### [TASK DESCRIPTION]
If a line of the records contains the word "below", list it.

----- SOURCE DATA

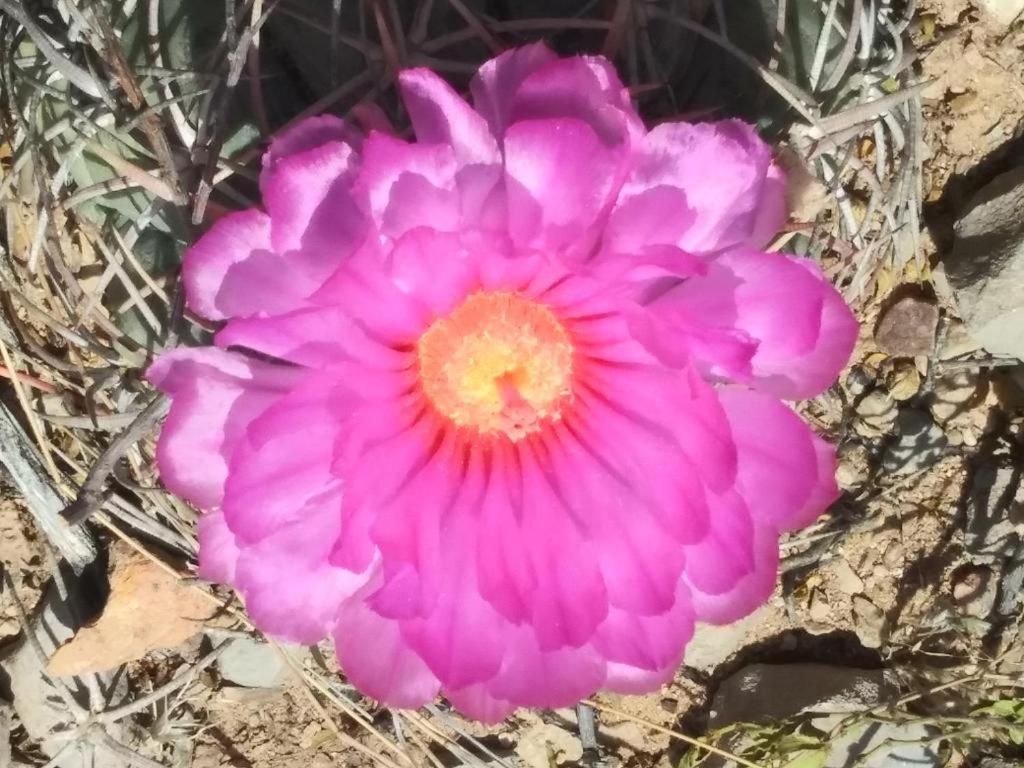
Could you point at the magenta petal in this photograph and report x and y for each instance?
(218, 552)
(310, 206)
(475, 701)
(780, 461)
(496, 83)
(290, 589)
(548, 679)
(622, 678)
(561, 180)
(283, 462)
(440, 116)
(233, 241)
(214, 397)
(750, 591)
(377, 659)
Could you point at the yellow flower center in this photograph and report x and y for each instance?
(499, 364)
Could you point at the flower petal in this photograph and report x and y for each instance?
(785, 472)
(723, 170)
(440, 116)
(561, 180)
(290, 589)
(218, 552)
(215, 395)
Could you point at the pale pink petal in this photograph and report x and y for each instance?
(799, 351)
(496, 83)
(440, 116)
(218, 552)
(475, 701)
(289, 587)
(750, 591)
(308, 199)
(376, 658)
(221, 271)
(214, 396)
(426, 174)
(780, 461)
(561, 180)
(583, 87)
(548, 679)
(722, 170)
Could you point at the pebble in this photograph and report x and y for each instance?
(906, 327)
(846, 580)
(869, 622)
(877, 414)
(985, 268)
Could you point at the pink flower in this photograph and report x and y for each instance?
(499, 408)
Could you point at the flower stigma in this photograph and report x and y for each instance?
(499, 364)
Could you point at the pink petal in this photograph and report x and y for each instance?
(496, 83)
(290, 589)
(750, 591)
(283, 461)
(311, 209)
(440, 116)
(803, 330)
(622, 678)
(376, 658)
(584, 87)
(325, 338)
(426, 174)
(215, 395)
(218, 273)
(722, 170)
(561, 180)
(548, 679)
(475, 701)
(650, 643)
(780, 461)
(309, 134)
(218, 552)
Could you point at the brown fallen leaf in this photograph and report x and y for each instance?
(147, 608)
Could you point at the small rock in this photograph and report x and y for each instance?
(906, 327)
(921, 443)
(868, 622)
(1004, 11)
(544, 744)
(974, 589)
(252, 664)
(876, 414)
(846, 580)
(985, 269)
(895, 556)
(953, 393)
(711, 645)
(852, 466)
(764, 692)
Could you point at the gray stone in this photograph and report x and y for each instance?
(764, 692)
(36, 699)
(1004, 11)
(906, 328)
(252, 664)
(985, 269)
(920, 443)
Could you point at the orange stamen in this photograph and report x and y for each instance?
(499, 364)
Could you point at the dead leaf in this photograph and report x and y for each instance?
(147, 608)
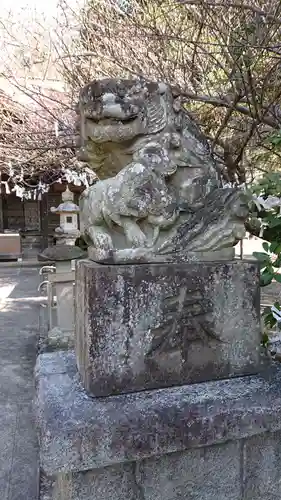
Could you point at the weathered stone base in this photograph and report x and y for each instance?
(211, 441)
(149, 326)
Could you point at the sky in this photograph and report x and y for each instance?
(41, 5)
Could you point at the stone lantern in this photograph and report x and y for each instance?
(64, 254)
(68, 231)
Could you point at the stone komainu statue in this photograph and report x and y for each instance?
(159, 197)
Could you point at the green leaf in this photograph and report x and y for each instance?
(275, 247)
(265, 246)
(274, 222)
(277, 277)
(277, 262)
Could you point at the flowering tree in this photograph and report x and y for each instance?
(224, 57)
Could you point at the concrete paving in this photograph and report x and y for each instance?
(19, 464)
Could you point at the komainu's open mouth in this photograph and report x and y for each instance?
(113, 120)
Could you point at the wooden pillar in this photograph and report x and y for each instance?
(44, 212)
(1, 209)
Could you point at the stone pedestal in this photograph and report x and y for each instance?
(157, 325)
(62, 286)
(217, 440)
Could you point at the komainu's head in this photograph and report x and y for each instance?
(117, 110)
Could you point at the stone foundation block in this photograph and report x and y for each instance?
(157, 325)
(217, 440)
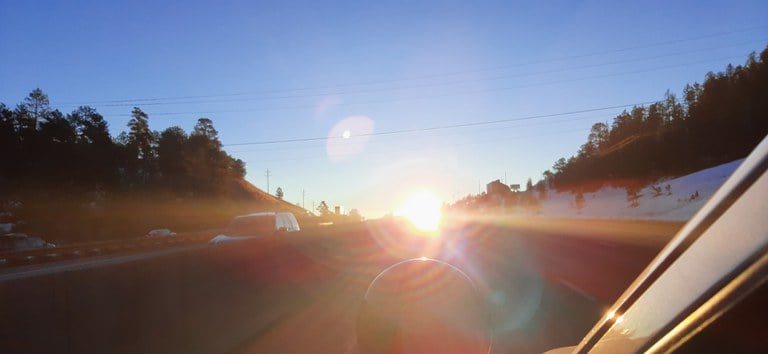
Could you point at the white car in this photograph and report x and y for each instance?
(160, 233)
(21, 242)
(258, 225)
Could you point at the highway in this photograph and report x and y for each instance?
(543, 282)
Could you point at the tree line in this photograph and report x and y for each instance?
(718, 121)
(41, 147)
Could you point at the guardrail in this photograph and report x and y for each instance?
(94, 249)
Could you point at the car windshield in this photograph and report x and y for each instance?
(253, 225)
(533, 157)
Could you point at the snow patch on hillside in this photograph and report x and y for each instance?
(671, 199)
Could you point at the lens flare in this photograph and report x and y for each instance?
(423, 210)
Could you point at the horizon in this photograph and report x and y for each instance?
(391, 102)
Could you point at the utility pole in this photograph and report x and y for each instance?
(267, 174)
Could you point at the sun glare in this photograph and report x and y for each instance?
(423, 210)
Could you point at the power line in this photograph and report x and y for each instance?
(442, 127)
(435, 84)
(403, 149)
(366, 83)
(319, 146)
(458, 93)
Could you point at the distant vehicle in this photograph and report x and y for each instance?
(160, 233)
(258, 225)
(20, 242)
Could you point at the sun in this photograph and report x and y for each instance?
(423, 210)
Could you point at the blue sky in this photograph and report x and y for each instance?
(283, 70)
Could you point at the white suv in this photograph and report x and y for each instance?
(258, 225)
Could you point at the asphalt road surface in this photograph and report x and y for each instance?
(542, 283)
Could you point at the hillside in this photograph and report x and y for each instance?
(680, 201)
(65, 217)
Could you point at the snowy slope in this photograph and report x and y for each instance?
(679, 203)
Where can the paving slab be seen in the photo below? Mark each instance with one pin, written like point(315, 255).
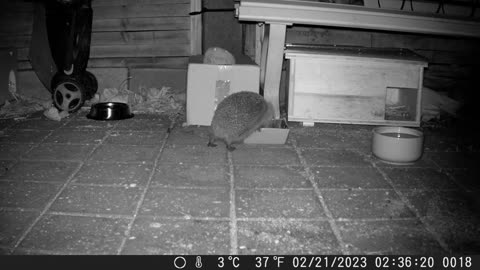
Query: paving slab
point(349, 178)
point(13, 224)
point(125, 153)
point(366, 204)
point(23, 136)
point(265, 156)
point(419, 178)
point(254, 176)
point(98, 200)
point(30, 195)
point(14, 151)
point(191, 175)
point(156, 236)
point(406, 237)
point(167, 202)
point(286, 237)
point(194, 154)
point(122, 174)
point(60, 152)
point(329, 157)
point(45, 171)
point(278, 204)
point(76, 235)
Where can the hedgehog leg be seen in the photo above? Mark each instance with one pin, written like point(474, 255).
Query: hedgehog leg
point(230, 147)
point(211, 141)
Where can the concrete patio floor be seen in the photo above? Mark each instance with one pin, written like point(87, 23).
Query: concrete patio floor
point(81, 186)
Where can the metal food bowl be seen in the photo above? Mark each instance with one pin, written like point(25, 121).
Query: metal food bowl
point(397, 145)
point(110, 111)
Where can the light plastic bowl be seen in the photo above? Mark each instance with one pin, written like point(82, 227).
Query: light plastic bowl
point(397, 145)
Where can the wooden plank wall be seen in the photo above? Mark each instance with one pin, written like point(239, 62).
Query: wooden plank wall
point(126, 34)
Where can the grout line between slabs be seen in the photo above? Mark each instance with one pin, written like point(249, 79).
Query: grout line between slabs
point(62, 188)
point(405, 200)
point(233, 213)
point(318, 193)
point(145, 190)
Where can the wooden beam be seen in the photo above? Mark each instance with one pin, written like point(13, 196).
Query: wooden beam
point(351, 16)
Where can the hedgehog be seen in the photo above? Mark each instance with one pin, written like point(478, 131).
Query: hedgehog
point(238, 116)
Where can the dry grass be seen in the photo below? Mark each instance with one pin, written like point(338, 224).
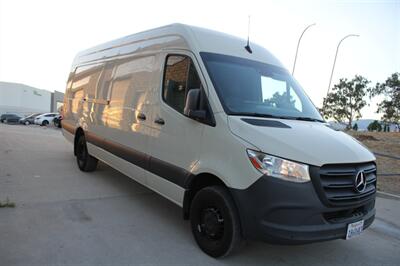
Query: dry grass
point(388, 168)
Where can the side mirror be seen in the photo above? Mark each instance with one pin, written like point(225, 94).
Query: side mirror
point(192, 105)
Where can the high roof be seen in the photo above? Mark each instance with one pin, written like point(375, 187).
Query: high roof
point(177, 36)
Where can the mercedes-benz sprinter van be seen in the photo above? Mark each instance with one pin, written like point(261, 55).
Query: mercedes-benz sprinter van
point(221, 130)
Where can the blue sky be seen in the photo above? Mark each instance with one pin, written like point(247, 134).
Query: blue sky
point(38, 39)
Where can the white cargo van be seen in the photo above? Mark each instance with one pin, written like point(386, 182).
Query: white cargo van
point(224, 132)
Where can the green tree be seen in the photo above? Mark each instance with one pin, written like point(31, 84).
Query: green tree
point(375, 126)
point(346, 100)
point(390, 105)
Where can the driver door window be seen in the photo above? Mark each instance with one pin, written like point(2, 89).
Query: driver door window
point(180, 76)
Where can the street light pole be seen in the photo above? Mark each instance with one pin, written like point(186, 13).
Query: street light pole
point(334, 61)
point(298, 44)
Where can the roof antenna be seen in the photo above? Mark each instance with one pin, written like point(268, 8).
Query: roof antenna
point(247, 47)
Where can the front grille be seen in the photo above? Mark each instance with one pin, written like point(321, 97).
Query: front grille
point(335, 183)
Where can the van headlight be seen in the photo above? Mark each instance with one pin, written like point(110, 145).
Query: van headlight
point(278, 167)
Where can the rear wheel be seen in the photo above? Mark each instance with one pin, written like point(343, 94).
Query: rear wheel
point(215, 222)
point(86, 162)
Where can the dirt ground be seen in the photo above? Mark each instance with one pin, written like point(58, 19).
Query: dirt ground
point(384, 143)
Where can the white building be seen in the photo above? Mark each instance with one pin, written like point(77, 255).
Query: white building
point(23, 99)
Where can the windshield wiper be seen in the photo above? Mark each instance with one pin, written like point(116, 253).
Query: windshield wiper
point(309, 119)
point(279, 117)
point(260, 115)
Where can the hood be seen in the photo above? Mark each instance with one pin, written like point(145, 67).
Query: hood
point(312, 143)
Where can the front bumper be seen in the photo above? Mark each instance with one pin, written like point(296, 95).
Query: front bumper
point(282, 212)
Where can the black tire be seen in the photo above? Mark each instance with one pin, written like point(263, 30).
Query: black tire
point(86, 162)
point(215, 222)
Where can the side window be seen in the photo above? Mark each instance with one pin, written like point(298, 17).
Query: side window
point(104, 82)
point(180, 76)
point(85, 80)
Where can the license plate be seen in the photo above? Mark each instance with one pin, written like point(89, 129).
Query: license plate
point(354, 229)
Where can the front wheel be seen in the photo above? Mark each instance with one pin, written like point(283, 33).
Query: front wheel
point(86, 162)
point(215, 222)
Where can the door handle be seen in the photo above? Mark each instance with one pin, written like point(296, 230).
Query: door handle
point(159, 121)
point(141, 116)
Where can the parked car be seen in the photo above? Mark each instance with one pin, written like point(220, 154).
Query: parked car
point(10, 118)
point(57, 121)
point(3, 117)
point(45, 119)
point(224, 131)
point(30, 119)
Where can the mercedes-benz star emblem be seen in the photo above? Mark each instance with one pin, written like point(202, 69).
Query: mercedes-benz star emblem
point(360, 183)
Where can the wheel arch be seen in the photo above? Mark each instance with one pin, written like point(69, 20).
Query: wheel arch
point(196, 183)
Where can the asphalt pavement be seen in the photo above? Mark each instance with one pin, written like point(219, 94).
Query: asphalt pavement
point(66, 217)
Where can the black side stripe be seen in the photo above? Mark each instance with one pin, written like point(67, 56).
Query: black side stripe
point(133, 156)
point(168, 171)
point(68, 127)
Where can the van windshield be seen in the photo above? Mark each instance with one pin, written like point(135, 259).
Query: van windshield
point(252, 88)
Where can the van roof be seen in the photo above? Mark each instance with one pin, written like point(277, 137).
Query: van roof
point(176, 36)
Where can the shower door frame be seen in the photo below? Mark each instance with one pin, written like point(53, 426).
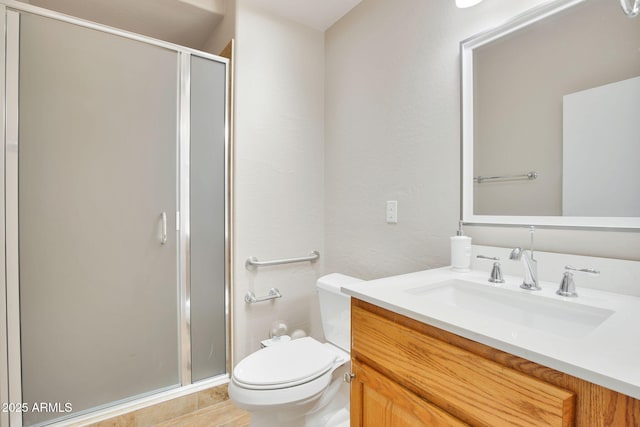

----------

### [PROBLEM SOLUTION]
Where can the paving slab be seen in the photo below? Mark each instance with one pin, written like point(315, 255).
Where can the dry grass be seen in the photo below? Mark each instance with one pin, written like point(338, 224).
Where can the shower door frame be seen in the photo below? Mark each instance with one pin, written like point(53, 426).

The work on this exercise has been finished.